* BEGIN Supplied information *

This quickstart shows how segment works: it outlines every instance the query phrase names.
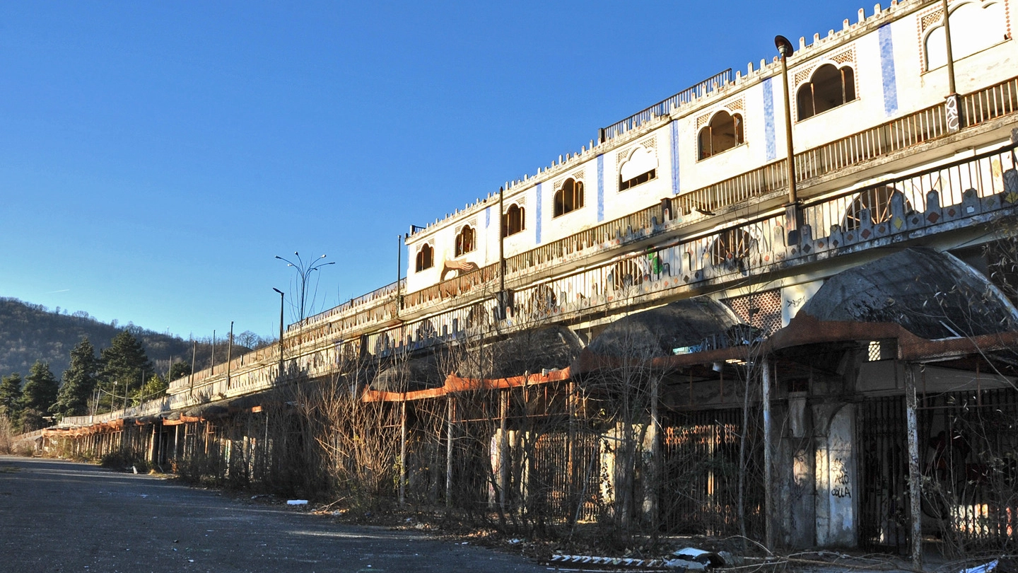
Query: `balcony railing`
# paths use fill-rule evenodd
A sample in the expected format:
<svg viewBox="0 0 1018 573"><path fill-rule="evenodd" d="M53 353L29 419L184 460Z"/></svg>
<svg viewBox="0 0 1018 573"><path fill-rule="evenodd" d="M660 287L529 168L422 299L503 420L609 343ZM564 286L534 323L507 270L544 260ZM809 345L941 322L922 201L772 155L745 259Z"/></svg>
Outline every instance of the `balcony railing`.
<svg viewBox="0 0 1018 573"><path fill-rule="evenodd" d="M1018 79L1012 79L962 98L966 110L966 125L1014 113L1018 109ZM971 110L971 111L969 111ZM838 141L796 154L796 177L808 184L865 161L929 142L948 134L943 105L928 107L887 121ZM640 211L581 230L568 238L553 241L506 259L506 275L524 272L533 267L561 260L563 257L603 247L624 237L631 229L652 228L676 212L688 214L694 210L716 210L787 189L785 160L781 159L717 184L683 194L671 200L671 207L654 205ZM672 209L675 211L672 212ZM667 211L667 212L666 212ZM493 264L461 276L428 287L404 298L403 308L412 309L436 300L456 297L498 278L498 265ZM490 287L489 287L490 290Z"/></svg>
<svg viewBox="0 0 1018 573"><path fill-rule="evenodd" d="M965 126L976 125L985 121L1002 117L1018 111L1018 79L1008 80L996 86L965 95L961 98L961 108ZM895 152L909 149L916 145L934 141L948 135L947 119L942 105L929 107L917 112L899 117L885 122L881 125L864 129L852 136L843 138L836 142L810 149L796 155L797 177L808 181L816 177L837 172L839 169L859 164L864 161L886 156ZM1006 162L1000 159L1000 162ZM1003 163L1000 163L1003 164ZM886 186L897 189L901 192L903 208L912 209L915 212L922 212L927 209L926 197L916 190L936 190L939 193L939 200L944 205L960 205L962 203L962 192L966 189L989 189L985 181L994 181L995 193L1000 193L1003 181L999 180L999 173L1002 167L989 168L979 163L977 171L971 171L974 167L968 165L963 167L959 163L955 167L947 170L934 170L927 172L926 180L909 178L893 185ZM964 172L963 172L964 171ZM967 181L965 187L962 181ZM946 186L946 187L945 187ZM807 185L808 187L808 185ZM617 247L621 243L628 242L641 237L646 237L643 232L649 230L655 232L656 228L668 220L671 220L679 209L690 212L695 208L704 211L714 211L732 205L741 204L753 198L759 198L772 193L783 192L786 188L784 161L776 161L764 165L738 176L731 177L724 181L708 186L694 192L684 194L670 202L654 205L641 209L635 213L626 215L612 221L608 221L595 227L579 231L568 238L551 242L527 252L520 253L506 259L507 277L518 276L528 270L542 265L550 265L561 262L564 258L572 256L582 256L590 252L603 252ZM844 236L848 229L844 219L845 213L850 208L862 209L876 205L880 202L881 194L890 193L888 190L878 191L875 188L860 192L860 194L848 194L839 198L824 199L822 202L808 203L804 208L805 221L809 224L813 239L828 238L830 229L834 225L842 229ZM853 202L858 202L856 207L852 207ZM886 206L885 206L886 208ZM856 213L856 218L861 217ZM875 219L874 219L875 220ZM859 224L863 224L861 221ZM756 224L756 223L754 223ZM768 223L769 225L772 223ZM780 217L775 218L773 224L780 224ZM767 226L767 225L765 225ZM774 228L755 228L746 226L743 230L756 232L759 237L771 238ZM850 229L848 229L850 230ZM750 236L755 237L750 232ZM852 235L849 232L849 235ZM835 241L843 242L844 237L837 236ZM739 237L728 237L722 243L732 245L720 245L717 233L709 238L689 239L683 243L686 251L683 253L674 250L656 251L658 253L658 263L662 268L667 268L672 273L670 278L649 280L647 284L657 284L657 288L664 288L671 280L676 280L675 274L678 269L690 269L693 266L694 258L708 259L724 257L725 248L732 249L732 245L738 247ZM767 239L771 242L771 239ZM699 242L699 243L697 243ZM706 242L706 243L704 243ZM695 248L693 248L695 246ZM672 248L669 248L672 249ZM711 251L714 249L715 251ZM693 252L698 254L693 256ZM646 255L640 254L630 257L629 262L620 263L618 261L609 266L600 266L597 269L585 271L587 274L576 275L569 278L572 282L563 285L553 282L545 282L541 285L529 285L516 293L517 304L522 305L524 314L533 314L532 309L542 308L566 308L563 305L595 305L614 300L622 289L631 289L633 284L632 276L639 274L636 267L645 266L641 258ZM620 266L621 264L621 266ZM615 265L615 266L612 266ZM626 267L629 265L632 268ZM635 266L634 266L635 265ZM609 268L612 267L612 268ZM326 313L321 313L305 321L305 330L299 334L288 335L285 341L286 352L299 352L297 347L305 345L320 345L324 341L338 342L343 333L360 330L365 327L377 325L386 320L391 320L400 315L402 311L412 311L430 305L435 301L450 300L460 295L471 293L472 302L461 306L458 309L445 311L426 320L432 321L430 326L422 326L419 321L408 323L396 329L385 329L376 331L369 336L366 351L369 353L391 352L396 349L417 348L427 346L430 340L448 340L450 336L459 336L480 324L482 320L491 319L494 316L495 303L494 295L497 289L498 265L488 265L475 271L464 273L453 279L434 284L423 290L407 294L402 301L402 306L397 306L395 283L383 289L354 299L336 309L330 309ZM695 278L696 271L691 271L691 279ZM718 272L712 267L698 270L700 275L711 275ZM626 278L629 276L630 278ZM561 279L556 279L561 280ZM662 282L663 281L663 282ZM535 295L536 289L544 289L541 295ZM551 295L549 295L551 293ZM467 301L462 301L467 303ZM554 303L554 304L552 304ZM529 306L527 306L529 305ZM358 307L363 310L354 314L349 314L351 310ZM531 310L526 310L531 309ZM340 319L337 316L347 313ZM541 313L538 313L539 315ZM488 318L482 318L487 315ZM444 318L443 318L444 317ZM306 325L315 322L325 324L307 330ZM359 343L359 342L358 342ZM309 348L309 347L307 347ZM265 354L257 355L248 359L245 355L238 359L239 364L231 368L243 368L252 362L271 364L278 360L278 347L265 349ZM223 365L217 365L217 374L224 371ZM256 379L253 374L238 373L237 377L247 376L250 381L236 382L242 384L259 385L268 383L266 380ZM251 378L254 376L254 378ZM192 378L182 378L171 383L171 387L199 387L205 384L206 378L213 377L209 370L195 372ZM231 386L235 382L231 380ZM231 393L233 388L226 388Z"/></svg>
<svg viewBox="0 0 1018 573"><path fill-rule="evenodd" d="M602 142L608 141L620 134L636 128L655 117L668 115L672 112L673 107L679 107L680 105L689 103L693 100L693 98L702 97L704 94L713 92L717 90L719 86L724 86L731 81L732 68L716 73L695 86L686 88L670 98L661 100L651 107L637 111L629 117L626 117L621 121L616 121L615 123L601 129L601 133L598 135L598 140Z"/></svg>

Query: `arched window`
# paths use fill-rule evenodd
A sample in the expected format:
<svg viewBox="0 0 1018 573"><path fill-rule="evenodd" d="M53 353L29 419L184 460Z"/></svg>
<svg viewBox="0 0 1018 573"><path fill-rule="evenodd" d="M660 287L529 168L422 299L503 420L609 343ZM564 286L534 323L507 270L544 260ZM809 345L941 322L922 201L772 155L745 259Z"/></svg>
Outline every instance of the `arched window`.
<svg viewBox="0 0 1018 573"><path fill-rule="evenodd" d="M637 146L619 167L619 191L645 184L657 176L658 157L649 149Z"/></svg>
<svg viewBox="0 0 1018 573"><path fill-rule="evenodd" d="M742 115L719 111L711 118L711 122L700 129L699 158L706 159L742 143Z"/></svg>
<svg viewBox="0 0 1018 573"><path fill-rule="evenodd" d="M426 268L432 268L435 264L435 249L432 246L425 243L420 246L420 250L417 251L417 265L416 272L420 272Z"/></svg>
<svg viewBox="0 0 1018 573"><path fill-rule="evenodd" d="M523 208L513 203L505 215L502 215L502 237L509 237L526 228Z"/></svg>
<svg viewBox="0 0 1018 573"><path fill-rule="evenodd" d="M569 177L555 192L555 215L564 215L583 206L583 181Z"/></svg>
<svg viewBox="0 0 1018 573"><path fill-rule="evenodd" d="M852 67L835 67L830 63L817 67L809 82L799 87L795 97L800 120L854 99L855 72Z"/></svg>
<svg viewBox="0 0 1018 573"><path fill-rule="evenodd" d="M463 225L463 229L459 231L456 236L456 256L469 253L476 248L476 243L474 242L474 231L473 227L470 225Z"/></svg>
<svg viewBox="0 0 1018 573"><path fill-rule="evenodd" d="M1010 40L1004 2L952 2L951 55L955 61ZM944 40L944 16L925 33L923 47L925 70L937 69L948 61Z"/></svg>

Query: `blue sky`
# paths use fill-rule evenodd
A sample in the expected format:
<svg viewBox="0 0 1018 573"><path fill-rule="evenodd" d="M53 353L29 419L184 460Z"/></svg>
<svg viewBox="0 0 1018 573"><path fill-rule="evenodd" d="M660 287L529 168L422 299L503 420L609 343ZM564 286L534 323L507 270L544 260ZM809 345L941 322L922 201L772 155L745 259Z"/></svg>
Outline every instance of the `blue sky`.
<svg viewBox="0 0 1018 573"><path fill-rule="evenodd" d="M387 284L409 224L858 7L7 2L0 296L272 334L276 255L336 261L320 307Z"/></svg>

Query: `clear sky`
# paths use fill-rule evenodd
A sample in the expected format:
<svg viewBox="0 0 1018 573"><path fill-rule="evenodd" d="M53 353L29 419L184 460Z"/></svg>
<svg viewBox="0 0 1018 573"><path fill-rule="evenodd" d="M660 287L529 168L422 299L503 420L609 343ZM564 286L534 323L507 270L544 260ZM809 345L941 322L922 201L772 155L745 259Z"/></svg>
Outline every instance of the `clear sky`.
<svg viewBox="0 0 1018 573"><path fill-rule="evenodd" d="M336 261L320 308L392 282L409 224L859 7L5 2L0 296L272 334L276 255Z"/></svg>

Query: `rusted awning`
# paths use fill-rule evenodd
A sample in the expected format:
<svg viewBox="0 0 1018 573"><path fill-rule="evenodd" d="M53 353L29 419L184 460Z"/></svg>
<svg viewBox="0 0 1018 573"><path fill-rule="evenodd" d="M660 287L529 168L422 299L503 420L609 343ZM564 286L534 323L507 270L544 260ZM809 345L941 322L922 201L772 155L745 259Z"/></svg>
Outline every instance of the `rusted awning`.
<svg viewBox="0 0 1018 573"><path fill-rule="evenodd" d="M442 386L413 392L382 392L367 388L360 396L362 402L411 402L429 398L441 398L464 392L490 390L519 387L530 384L545 384L552 381L568 380L570 369L552 370L538 374L524 374L508 378L462 378L450 374Z"/></svg>

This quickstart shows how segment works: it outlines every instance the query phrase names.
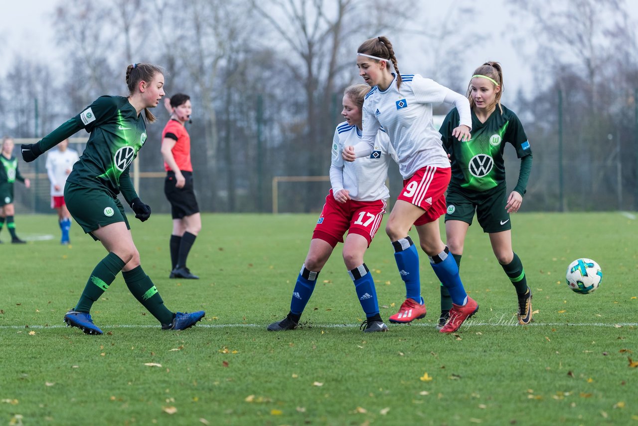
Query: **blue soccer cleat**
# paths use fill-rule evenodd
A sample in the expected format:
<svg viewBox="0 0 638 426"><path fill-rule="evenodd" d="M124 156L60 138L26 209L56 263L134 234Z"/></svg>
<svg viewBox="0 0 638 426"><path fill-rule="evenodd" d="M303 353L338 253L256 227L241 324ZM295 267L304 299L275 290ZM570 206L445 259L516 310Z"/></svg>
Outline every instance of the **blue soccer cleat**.
<svg viewBox="0 0 638 426"><path fill-rule="evenodd" d="M64 314L64 322L66 323L67 327L77 327L84 331L84 334L103 334L102 330L93 324L89 312L70 310Z"/></svg>
<svg viewBox="0 0 638 426"><path fill-rule="evenodd" d="M202 321L206 312L198 310L197 312L175 312L173 322L167 326L162 326L162 330L186 330Z"/></svg>

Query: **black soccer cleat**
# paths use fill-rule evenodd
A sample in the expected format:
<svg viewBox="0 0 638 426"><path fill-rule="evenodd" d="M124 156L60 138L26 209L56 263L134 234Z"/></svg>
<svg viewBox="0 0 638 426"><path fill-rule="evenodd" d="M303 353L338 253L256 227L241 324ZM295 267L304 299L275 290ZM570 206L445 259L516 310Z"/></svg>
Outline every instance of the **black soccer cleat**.
<svg viewBox="0 0 638 426"><path fill-rule="evenodd" d="M186 266L176 266L168 278L182 278L186 280L198 280L199 277L191 273L191 270Z"/></svg>
<svg viewBox="0 0 638 426"><path fill-rule="evenodd" d="M269 331L283 331L286 330L295 330L297 326L297 323L290 318L290 316L288 316L281 321L270 324L266 330Z"/></svg>

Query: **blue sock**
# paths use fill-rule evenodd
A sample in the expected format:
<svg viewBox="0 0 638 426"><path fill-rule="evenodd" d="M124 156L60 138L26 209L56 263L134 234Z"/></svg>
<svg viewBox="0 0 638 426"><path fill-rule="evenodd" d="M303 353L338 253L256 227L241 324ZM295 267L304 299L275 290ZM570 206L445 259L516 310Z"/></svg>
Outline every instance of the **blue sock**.
<svg viewBox="0 0 638 426"><path fill-rule="evenodd" d="M290 312L295 315L301 315L304 312L310 296L313 295L318 275L319 272L312 272L306 269L306 264L301 267L290 300Z"/></svg>
<svg viewBox="0 0 638 426"><path fill-rule="evenodd" d="M350 278L355 284L355 290L357 291L357 297L359 298L363 312L366 312L366 317L370 317L378 315L379 313L379 301L376 299L376 289L375 288L375 280L372 278L370 270L365 263L361 264L360 266L355 268L352 271L348 271Z"/></svg>
<svg viewBox="0 0 638 426"><path fill-rule="evenodd" d="M421 299L421 279L419 271L419 252L409 236L392 242L394 260L401 278L405 282L405 298L413 299L417 303Z"/></svg>
<svg viewBox="0 0 638 426"><path fill-rule="evenodd" d="M60 228L62 229L62 241L69 241L69 229L71 228L71 219L66 218L61 221Z"/></svg>
<svg viewBox="0 0 638 426"><path fill-rule="evenodd" d="M449 253L449 249L445 246L445 250L429 258L430 265L436 277L450 292L452 303L463 306L468 301L468 294L463 288L463 283L461 282L459 267Z"/></svg>

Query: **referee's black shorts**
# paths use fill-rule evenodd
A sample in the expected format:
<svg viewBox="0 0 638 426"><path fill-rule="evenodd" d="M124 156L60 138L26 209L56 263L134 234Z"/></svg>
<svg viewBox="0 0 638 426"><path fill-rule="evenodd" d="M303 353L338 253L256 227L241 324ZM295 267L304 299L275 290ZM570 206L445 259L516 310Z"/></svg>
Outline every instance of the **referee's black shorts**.
<svg viewBox="0 0 638 426"><path fill-rule="evenodd" d="M182 219L199 213L199 206L193 190L193 172L182 172L186 183L182 188L177 188L177 179L172 171L167 172L164 180L164 194L170 202L171 214L174 219Z"/></svg>

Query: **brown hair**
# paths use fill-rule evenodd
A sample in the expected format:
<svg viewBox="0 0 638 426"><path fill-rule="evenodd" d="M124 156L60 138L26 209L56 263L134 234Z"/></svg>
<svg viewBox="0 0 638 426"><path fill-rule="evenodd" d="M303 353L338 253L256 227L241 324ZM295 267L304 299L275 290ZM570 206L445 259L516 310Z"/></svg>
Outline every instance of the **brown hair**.
<svg viewBox="0 0 638 426"><path fill-rule="evenodd" d="M503 68L501 68L501 64L498 62L494 62L493 61L490 61L486 62L472 73L472 75L485 75L486 77L489 77L494 81L498 83L498 86L501 86L501 89L498 93L496 93L496 98L495 99L496 105L498 105L498 109L501 111L501 114L503 114L503 107L501 105L501 95L503 94ZM488 81L489 81L488 80ZM492 84L494 84L493 82L490 82ZM471 90L472 86L472 80L470 79L470 84L468 84L468 93L466 96L468 96L468 100L470 101L470 107L471 109L474 109L474 100L472 98ZM494 86L496 87L496 86Z"/></svg>
<svg viewBox="0 0 638 426"><path fill-rule="evenodd" d="M140 81L152 81L156 74L164 74L163 70L156 65L151 64L131 64L126 67L126 86L128 93L133 95L135 93L138 84ZM157 118L148 108L144 108L144 115L146 121L152 123Z"/></svg>
<svg viewBox="0 0 638 426"><path fill-rule="evenodd" d="M346 87L343 96L347 96L355 103L359 110L363 108L363 100L371 87L367 84L353 84Z"/></svg>
<svg viewBox="0 0 638 426"><path fill-rule="evenodd" d="M357 53L364 53L366 55L376 56L383 59L387 59L392 62L397 75L397 89L401 86L401 73L399 72L399 66L397 65L397 58L394 56L392 43L390 42L387 37L380 36L366 40L359 46ZM378 62L376 59L373 60ZM390 64L387 64L387 66L389 68Z"/></svg>

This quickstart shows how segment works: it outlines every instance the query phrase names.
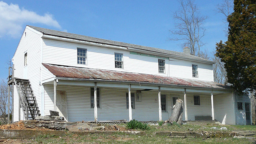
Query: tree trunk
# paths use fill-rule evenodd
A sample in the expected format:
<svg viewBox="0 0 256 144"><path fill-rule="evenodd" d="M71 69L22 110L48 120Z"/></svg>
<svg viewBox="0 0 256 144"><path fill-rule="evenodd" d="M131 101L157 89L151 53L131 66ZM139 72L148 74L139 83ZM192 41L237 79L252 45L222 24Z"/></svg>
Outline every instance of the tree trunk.
<svg viewBox="0 0 256 144"><path fill-rule="evenodd" d="M182 115L183 114L183 102L181 99L178 99L176 100L175 106L173 109L172 115L165 122L165 123L169 123L172 124L173 122L175 122L181 125Z"/></svg>

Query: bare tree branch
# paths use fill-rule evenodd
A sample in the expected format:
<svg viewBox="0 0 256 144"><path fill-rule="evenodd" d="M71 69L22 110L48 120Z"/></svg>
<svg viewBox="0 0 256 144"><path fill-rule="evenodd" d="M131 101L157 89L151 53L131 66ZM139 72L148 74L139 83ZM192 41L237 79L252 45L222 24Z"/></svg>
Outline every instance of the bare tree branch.
<svg viewBox="0 0 256 144"><path fill-rule="evenodd" d="M190 48L191 53L199 55L200 47L204 45L201 39L205 34L202 26L206 16L201 16L192 0L179 0L180 8L173 13L175 29L170 30L173 41L181 41L183 45Z"/></svg>

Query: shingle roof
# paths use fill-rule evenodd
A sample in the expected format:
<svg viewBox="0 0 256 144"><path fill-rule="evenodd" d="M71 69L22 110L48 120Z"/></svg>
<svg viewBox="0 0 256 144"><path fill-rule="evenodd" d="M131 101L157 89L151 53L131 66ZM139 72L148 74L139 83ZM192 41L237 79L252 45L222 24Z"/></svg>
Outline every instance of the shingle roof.
<svg viewBox="0 0 256 144"><path fill-rule="evenodd" d="M119 81L154 83L156 84L165 84L170 86L192 86L217 89L230 88L228 85L213 81L47 63L42 64L54 75L59 77L104 80L114 81L115 82Z"/></svg>
<svg viewBox="0 0 256 144"><path fill-rule="evenodd" d="M40 28L32 26L28 26L35 30L37 31L38 31L40 32L43 33L44 34L46 35L57 36L61 37L85 41L108 44L115 46L122 46L126 47L131 47L140 50L146 50L169 55L170 57L173 56L175 57L180 57L181 58L186 58L186 59L191 59L192 60L199 61L200 61L210 63L214 63L212 61L209 61L206 59L195 56L193 55L186 55L183 53L182 52L178 52L163 49L155 48L152 47L143 46L139 45L131 44L116 41L96 38L93 37L85 36L84 35L75 34L61 31L51 30L49 29Z"/></svg>

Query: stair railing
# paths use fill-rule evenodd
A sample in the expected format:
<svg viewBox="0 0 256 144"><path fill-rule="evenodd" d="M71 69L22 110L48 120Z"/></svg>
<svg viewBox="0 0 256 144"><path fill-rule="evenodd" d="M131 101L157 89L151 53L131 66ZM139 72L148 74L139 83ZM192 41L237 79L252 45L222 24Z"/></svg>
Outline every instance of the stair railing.
<svg viewBox="0 0 256 144"><path fill-rule="evenodd" d="M26 111L26 119L27 120L28 120L28 102L26 100L26 97L25 96L25 95L24 94L23 88L21 86L21 84L20 83L19 83L18 91L19 93L19 93L20 95L20 96L22 103L25 104L24 105L24 108L25 109L25 110Z"/></svg>

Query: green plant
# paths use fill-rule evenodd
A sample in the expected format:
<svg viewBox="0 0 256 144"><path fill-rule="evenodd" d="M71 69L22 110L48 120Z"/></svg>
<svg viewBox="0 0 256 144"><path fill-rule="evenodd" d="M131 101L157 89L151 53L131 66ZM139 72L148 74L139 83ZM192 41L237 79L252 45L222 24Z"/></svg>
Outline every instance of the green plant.
<svg viewBox="0 0 256 144"><path fill-rule="evenodd" d="M142 130L149 130L150 128L146 124L143 124L136 120L133 120L126 123L126 127L129 129L139 129Z"/></svg>
<svg viewBox="0 0 256 144"><path fill-rule="evenodd" d="M180 125L179 124L178 124L177 123L175 122L173 122L173 125L176 126L177 127L178 127L179 128L180 128L181 127L181 125Z"/></svg>
<svg viewBox="0 0 256 144"><path fill-rule="evenodd" d="M158 125L159 126L162 126L163 125L163 124L164 123L164 121L158 121Z"/></svg>

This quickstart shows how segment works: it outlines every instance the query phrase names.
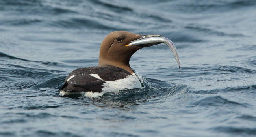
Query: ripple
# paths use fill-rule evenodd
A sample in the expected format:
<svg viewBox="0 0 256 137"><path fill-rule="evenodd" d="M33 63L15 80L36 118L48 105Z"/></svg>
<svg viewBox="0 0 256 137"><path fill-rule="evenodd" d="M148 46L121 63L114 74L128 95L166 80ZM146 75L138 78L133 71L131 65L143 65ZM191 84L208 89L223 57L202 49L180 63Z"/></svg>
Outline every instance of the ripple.
<svg viewBox="0 0 256 137"><path fill-rule="evenodd" d="M89 18L72 18L66 20L59 20L53 21L49 23L52 26L66 28L81 28L93 29L104 30L117 30L117 29L106 25L98 21Z"/></svg>
<svg viewBox="0 0 256 137"><path fill-rule="evenodd" d="M106 9L111 9L119 12L122 12L127 11L132 11L132 9L129 7L122 6L122 5L116 5L113 3L108 3L106 1L102 1L99 0L90 0L90 1L96 4L100 5Z"/></svg>
<svg viewBox="0 0 256 137"><path fill-rule="evenodd" d="M189 92L196 94L217 94L219 92L243 92L249 90L253 90L255 89L255 85L236 86L234 87L227 87L223 88L217 88L212 90L190 90Z"/></svg>
<svg viewBox="0 0 256 137"><path fill-rule="evenodd" d="M244 104L237 102L231 101L222 97L221 96L204 97L199 100L191 103L195 106L208 107L209 106L219 106L223 105L231 105L246 107Z"/></svg>
<svg viewBox="0 0 256 137"><path fill-rule="evenodd" d="M234 126L220 126L210 129L218 132L226 132L234 134L256 135L256 128Z"/></svg>

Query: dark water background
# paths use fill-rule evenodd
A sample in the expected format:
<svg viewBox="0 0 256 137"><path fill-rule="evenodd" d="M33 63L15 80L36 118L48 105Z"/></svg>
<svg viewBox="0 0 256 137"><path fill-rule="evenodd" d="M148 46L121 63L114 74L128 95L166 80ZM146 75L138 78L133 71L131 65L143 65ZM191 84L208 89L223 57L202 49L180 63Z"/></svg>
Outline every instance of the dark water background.
<svg viewBox="0 0 256 137"><path fill-rule="evenodd" d="M0 0L0 136L256 136L256 1ZM170 39L132 67L147 87L61 97L108 34Z"/></svg>

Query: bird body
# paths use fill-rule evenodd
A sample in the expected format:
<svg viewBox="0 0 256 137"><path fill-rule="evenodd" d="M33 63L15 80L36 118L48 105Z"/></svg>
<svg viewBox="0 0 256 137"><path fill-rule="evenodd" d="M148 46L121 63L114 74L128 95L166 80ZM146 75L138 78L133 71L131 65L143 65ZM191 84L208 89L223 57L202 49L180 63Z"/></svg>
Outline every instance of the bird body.
<svg viewBox="0 0 256 137"><path fill-rule="evenodd" d="M106 92L142 87L135 73L111 65L78 68L67 77L61 89L62 96L76 93L94 97Z"/></svg>
<svg viewBox="0 0 256 137"><path fill-rule="evenodd" d="M100 49L98 66L76 69L66 78L60 94L80 94L90 97L105 93L142 87L142 81L130 65L130 59L143 47L164 43L174 54L180 68L178 53L173 43L160 35L141 35L126 31L109 33Z"/></svg>

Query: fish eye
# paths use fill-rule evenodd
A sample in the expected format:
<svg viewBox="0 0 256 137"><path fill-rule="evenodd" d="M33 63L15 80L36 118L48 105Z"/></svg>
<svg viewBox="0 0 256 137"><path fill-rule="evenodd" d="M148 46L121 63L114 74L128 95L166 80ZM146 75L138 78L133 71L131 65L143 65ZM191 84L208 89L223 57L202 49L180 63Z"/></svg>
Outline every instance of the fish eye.
<svg viewBox="0 0 256 137"><path fill-rule="evenodd" d="M122 40L122 39L120 37L117 37L116 39L118 41L120 41Z"/></svg>

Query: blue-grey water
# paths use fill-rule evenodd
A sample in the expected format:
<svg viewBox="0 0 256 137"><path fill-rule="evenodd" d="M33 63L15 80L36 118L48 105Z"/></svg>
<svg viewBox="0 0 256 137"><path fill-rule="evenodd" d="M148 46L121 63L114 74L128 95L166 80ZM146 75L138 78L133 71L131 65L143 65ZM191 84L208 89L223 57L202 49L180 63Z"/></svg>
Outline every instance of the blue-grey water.
<svg viewBox="0 0 256 137"><path fill-rule="evenodd" d="M254 0L0 0L0 136L256 136ZM62 97L116 31L171 40L130 62L145 87Z"/></svg>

* END Supplied information *

• [Written problem]: Recast everything from the line containing "Query: blue-grey water" down to the end of the data as a Markdown table with the columns Row and Line, one numbered row per line and no rows for blank lines.

• [Exercise solution]:
| Row | Line |
|---|---|
| 1 | Query: blue-grey water |
| 2 | # paths use fill-rule evenodd |
| 3 | A sample in the expected format: |
| 4 | <svg viewBox="0 0 256 137"><path fill-rule="evenodd" d="M33 63L15 80L36 118L48 105Z"/></svg> |
| 5 | <svg viewBox="0 0 256 137"><path fill-rule="evenodd" d="M148 46L121 63L114 74L128 95L166 80ZM146 75L138 78L133 71L131 65L143 65ZM191 84L208 89L223 57L202 49L180 63Z"/></svg> |
| 6 | Outline every instance of the blue-grey water. |
| 7 | <svg viewBox="0 0 256 137"><path fill-rule="evenodd" d="M254 0L0 0L0 136L256 136ZM62 97L116 31L171 40L130 62L145 87Z"/></svg> |